Exercise instructions: Could you transcribe all of the data exactly and skip any pictures?

___ Data to process

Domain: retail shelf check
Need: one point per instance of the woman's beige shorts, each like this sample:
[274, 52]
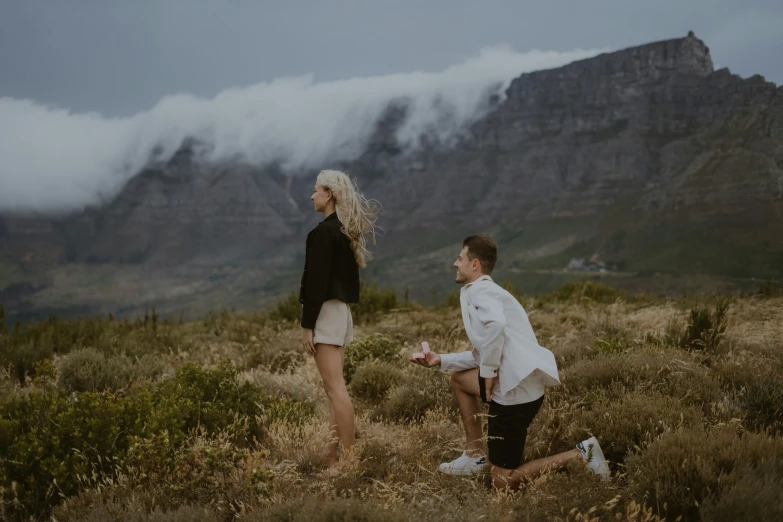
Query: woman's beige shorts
[334, 324]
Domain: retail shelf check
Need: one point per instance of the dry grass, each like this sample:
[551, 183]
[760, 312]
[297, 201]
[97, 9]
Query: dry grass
[689, 434]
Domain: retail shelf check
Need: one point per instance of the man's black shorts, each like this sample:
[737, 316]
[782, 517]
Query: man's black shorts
[507, 429]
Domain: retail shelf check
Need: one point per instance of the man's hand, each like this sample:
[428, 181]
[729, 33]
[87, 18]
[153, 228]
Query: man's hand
[307, 340]
[489, 383]
[426, 358]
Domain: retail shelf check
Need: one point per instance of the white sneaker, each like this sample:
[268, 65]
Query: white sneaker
[463, 465]
[591, 452]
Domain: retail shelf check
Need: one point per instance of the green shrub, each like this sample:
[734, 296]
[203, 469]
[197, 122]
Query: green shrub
[754, 495]
[373, 347]
[611, 339]
[424, 390]
[275, 360]
[373, 300]
[620, 372]
[705, 328]
[373, 380]
[763, 404]
[634, 421]
[584, 291]
[576, 491]
[684, 468]
[87, 369]
[53, 436]
[312, 509]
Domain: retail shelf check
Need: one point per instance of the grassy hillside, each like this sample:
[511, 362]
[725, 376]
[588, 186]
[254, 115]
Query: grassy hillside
[224, 418]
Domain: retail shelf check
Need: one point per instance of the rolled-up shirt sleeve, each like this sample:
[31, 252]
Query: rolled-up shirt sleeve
[490, 313]
[457, 361]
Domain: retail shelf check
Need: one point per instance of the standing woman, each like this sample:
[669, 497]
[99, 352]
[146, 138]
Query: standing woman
[335, 251]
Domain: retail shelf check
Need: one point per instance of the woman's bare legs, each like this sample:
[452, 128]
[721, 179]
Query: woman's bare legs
[329, 360]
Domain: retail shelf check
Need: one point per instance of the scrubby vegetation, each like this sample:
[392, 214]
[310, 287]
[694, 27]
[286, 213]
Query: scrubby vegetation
[225, 418]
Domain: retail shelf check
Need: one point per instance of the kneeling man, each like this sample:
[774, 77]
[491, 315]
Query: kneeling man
[507, 369]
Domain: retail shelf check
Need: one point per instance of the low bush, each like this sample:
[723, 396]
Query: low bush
[373, 347]
[372, 381]
[684, 468]
[423, 391]
[49, 439]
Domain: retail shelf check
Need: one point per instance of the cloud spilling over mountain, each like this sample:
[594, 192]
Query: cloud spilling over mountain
[52, 160]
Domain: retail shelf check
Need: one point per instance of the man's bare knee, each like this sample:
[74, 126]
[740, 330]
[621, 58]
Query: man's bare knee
[454, 381]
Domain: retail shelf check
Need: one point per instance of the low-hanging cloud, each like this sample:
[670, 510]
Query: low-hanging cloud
[52, 160]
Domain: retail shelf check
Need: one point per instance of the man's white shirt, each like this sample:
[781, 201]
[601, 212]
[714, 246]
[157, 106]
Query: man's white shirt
[504, 345]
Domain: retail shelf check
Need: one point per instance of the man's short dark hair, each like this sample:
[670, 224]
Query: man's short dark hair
[484, 249]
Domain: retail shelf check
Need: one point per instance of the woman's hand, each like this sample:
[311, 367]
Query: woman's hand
[307, 340]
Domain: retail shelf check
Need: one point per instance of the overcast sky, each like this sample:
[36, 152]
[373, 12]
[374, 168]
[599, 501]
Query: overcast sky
[121, 57]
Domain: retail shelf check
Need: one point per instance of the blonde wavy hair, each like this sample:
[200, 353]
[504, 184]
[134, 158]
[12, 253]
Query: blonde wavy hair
[356, 213]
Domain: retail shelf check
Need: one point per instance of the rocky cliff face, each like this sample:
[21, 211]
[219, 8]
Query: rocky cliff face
[641, 155]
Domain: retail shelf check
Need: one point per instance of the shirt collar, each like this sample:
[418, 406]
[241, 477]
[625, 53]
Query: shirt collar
[482, 278]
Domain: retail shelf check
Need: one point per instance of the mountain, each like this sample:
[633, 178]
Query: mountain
[660, 172]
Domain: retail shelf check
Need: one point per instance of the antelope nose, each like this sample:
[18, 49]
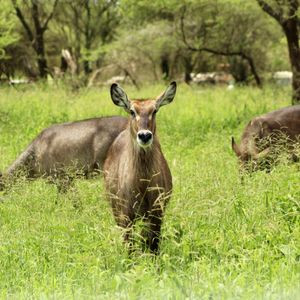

______

Answer for the task:
Domain: retail shelf check
Need: one point per instance of the woman's beige shorts, each like this sample:
[274, 52]
Query: woman's beige shorts
[334, 324]
Domain: retail shelf check
Need: one point per instance of the dry grass, each like this sample:
[551, 183]
[760, 312]
[297, 201]
[97, 9]
Query: dry grass
[689, 434]
Domain: retail shelf check
Need: one point per instance of the man's black shorts, each like this sample:
[737, 316]
[782, 517]
Query: man's black shorts
[507, 429]
Domain: retail shelf check
Need: one point per instance of the man's hand, each like this sample:
[428, 181]
[729, 33]
[87, 18]
[153, 228]
Query: man's hand
[307, 340]
[489, 383]
[426, 358]
Domain: retail shelf check
Need: one point per instance of the white sneaker, each like this sample:
[268, 65]
Query: white sneaker
[463, 465]
[591, 452]
Domain: retail shelf check
Need: one point per instance of the green shrub, each like this sample:
[734, 296]
[203, 469]
[197, 122]
Query: green shrub
[754, 495]
[373, 347]
[611, 339]
[424, 390]
[275, 360]
[373, 300]
[620, 372]
[705, 328]
[373, 380]
[763, 404]
[634, 421]
[584, 291]
[576, 491]
[684, 468]
[87, 369]
[53, 436]
[312, 509]
Domain: retail shelf check
Need: one point per instance of the grassy hillside, each like this sample:
[511, 362]
[725, 376]
[588, 186]
[254, 115]
Query: grassy hillside
[224, 418]
Domain: retail shelf check
Need: one point per instance of the rolled-up shirt sleeve, each like this sample:
[31, 252]
Query: rolled-up shirt sleeve
[490, 313]
[457, 361]
Domain: retail shelf check
Need: one point per instance of the standing woman, each like this sample:
[669, 497]
[99, 352]
[146, 138]
Query: standing woman
[335, 251]
Domain: retail shelf check
Need: one point per instance of the woman's bare legs, each like this sample:
[452, 128]
[721, 179]
Query: woman's bare legs
[329, 360]
Domain: retail shelf check
Need: one point per instance of the scrubby vegetation, each like this sample:
[392, 214]
[310, 287]
[694, 27]
[286, 213]
Query: scrubby vegetation
[225, 418]
Domain: retail shelf check
Need: one point per instance of the kneeling man, each like this sample:
[774, 77]
[491, 315]
Query: kneeling man
[507, 369]
Domain: retail shelf check
Need: one point per instance of the low bush, each like this sample:
[723, 396]
Query: low bush
[373, 347]
[372, 381]
[684, 468]
[423, 391]
[49, 439]
Domain: retail shelf check
Need: one point per instance of the cloud spilling over mountain, each like this sample:
[594, 192]
Query: cloud spilling over mountain
[52, 160]
Domain: retail shelf check
Need: one point per instance of the man's bare knee, each like this sample:
[74, 126]
[740, 330]
[621, 58]
Query: man's bare knee
[454, 381]
Domain: retail shelf check
Need: one point per instance of the low-hanging cloud, each like this sample:
[670, 510]
Query: low-hanging cloud
[52, 160]
Domain: retail shelf check
Need: one point per instance of the man's white shirt, each like this sample:
[781, 201]
[601, 212]
[714, 246]
[157, 106]
Query: man's white shirt
[504, 345]
Domain: retail shelf check
Need: one point per instance of the man's short dark hair, each like this sample:
[670, 224]
Query: man's short dark hair
[484, 249]
Domain: retail shelf check
Need: one point per instance of the woman's hand, each like this sample:
[311, 367]
Query: woman's hand
[307, 340]
Domain: retail shelf check
Need: one point per instance of the overcast sky, each like this sample:
[36, 152]
[373, 12]
[374, 168]
[599, 501]
Query: overcast sky
[121, 57]
Domain: retail shelf check
Need: one point per instance of the blonde wavy hair, each like this sample:
[200, 353]
[504, 184]
[134, 158]
[12, 253]
Query: blonde wavy hair
[356, 213]
Domain: retail shelf check
Need: one point per instance of the rocky cliff face, each like this sample:
[21, 211]
[219, 8]
Query: rocky cliff face
[641, 155]
Domain: retail shelf check
Need: one point per instance of the shirt collar, each like this sample:
[418, 406]
[241, 477]
[625, 53]
Query: shirt collar
[482, 278]
Domain: retail shelf check
Need: one point per instance of the mountain, each like this sample:
[633, 178]
Query: mountain
[660, 172]
Domain: retail shelf check
Need: one point per instance of the antelope nose, each like this sample:
[18, 49]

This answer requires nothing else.